§ Task to carry out: With images removed, transcribe each record exactly as it appears.

Data excerpts:
_ _ _ _ _ _ _
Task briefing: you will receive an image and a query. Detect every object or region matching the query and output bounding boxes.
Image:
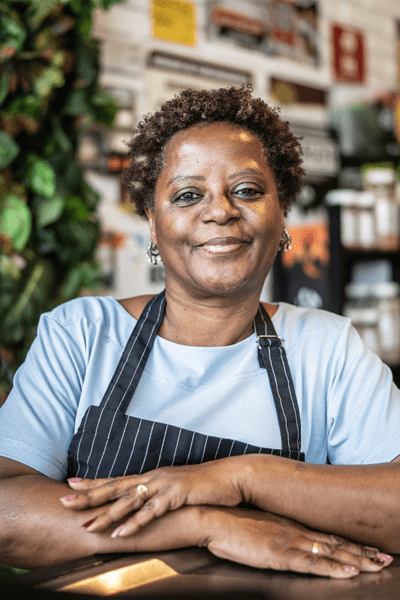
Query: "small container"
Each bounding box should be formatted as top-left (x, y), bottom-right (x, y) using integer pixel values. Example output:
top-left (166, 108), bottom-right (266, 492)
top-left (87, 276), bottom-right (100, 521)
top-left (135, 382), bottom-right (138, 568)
top-left (363, 168), bottom-right (399, 251)
top-left (343, 283), bottom-right (379, 354)
top-left (375, 281), bottom-right (400, 365)
top-left (325, 189), bottom-right (359, 247)
top-left (356, 192), bottom-right (376, 248)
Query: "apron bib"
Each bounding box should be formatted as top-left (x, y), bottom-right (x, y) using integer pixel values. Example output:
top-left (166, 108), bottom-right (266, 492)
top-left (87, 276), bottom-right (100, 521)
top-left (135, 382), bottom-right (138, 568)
top-left (68, 291), bottom-right (304, 479)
_ _ _ _ _ _ _
§ Your solution:
Task briefing: you will receive an image and a query. Detect every object or region matching the query and output bounding boxes.
Image:
Query: "small container"
Each bounding box should be formatted as top-left (x, y), bottom-right (x, y) using integer pixel values. Example output:
top-left (166, 108), bottom-right (266, 492)
top-left (87, 276), bottom-right (100, 521)
top-left (135, 382), bottom-right (138, 568)
top-left (363, 168), bottom-right (399, 251)
top-left (343, 283), bottom-right (379, 354)
top-left (375, 281), bottom-right (400, 365)
top-left (325, 189), bottom-right (359, 247)
top-left (356, 192), bottom-right (376, 248)
Query: "apron bib"
Each bounding box should be formatted as top-left (x, y), bottom-right (x, y) using integer pixel values. Example output:
top-left (166, 108), bottom-right (266, 492)
top-left (87, 276), bottom-right (100, 521)
top-left (135, 382), bottom-right (138, 568)
top-left (68, 291), bottom-right (304, 479)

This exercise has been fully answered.